The secret lives of pencil, scissors, egg and wedding rings. Everyday items between fetish, magic and profane usefulness.
Soap, hammer, bread, a lightbulb, plaster, scissors, and pillow – Claus Goedicke (born 1966) photographs things we are familiar with from everyday life, but which are so familiar to us that we normally pay them very little attention. Depicted head on and arranged on a wide variety of backgrounds the artist exhibits and visualizes all kinds of everyday items: describing his colored images as “objective” would be something of an understatement as they are much more sensual than anything we know from the school of the rather “cool” product photography. Both an exhibition of his works in the Josef Albers-Museum in Bottrop (until 21 May, 2017) and a book published by German publisher Schirmer/Mosel entitled Claus Goedicke: Dinge (Things) present more than 60 large format colored plates.
In presenting his photographic stocktaking Claus Goedicke, who was part of the Bernd and Hilla Becher master class at the Düsseldorf Academy of Art, liberates the objects from their natural context and showcases them in individual portraits that are clear and objective yet also strangely enigmatic. His items include things that might be considered representative of a category (hammer for tools, bread for food, two rings for marriage), but also individual, intimate things like false teeth, a set of keys referring to a certain wearer or owner.
══════════
▶ [Task]:
Why, according to the passage on Claus Goedicke's photographs, would calling his colored images "objective" be something of an understatement? Answer in one to three sentences.

▶ [Data shown]:
══════════
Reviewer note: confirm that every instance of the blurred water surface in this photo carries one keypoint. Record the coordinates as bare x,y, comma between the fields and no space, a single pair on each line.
══════════
▶ [Task result]:
Calling them "objective" would be an understatement because his images are much more sensual than anything we know from the rather "cool" school of product photography.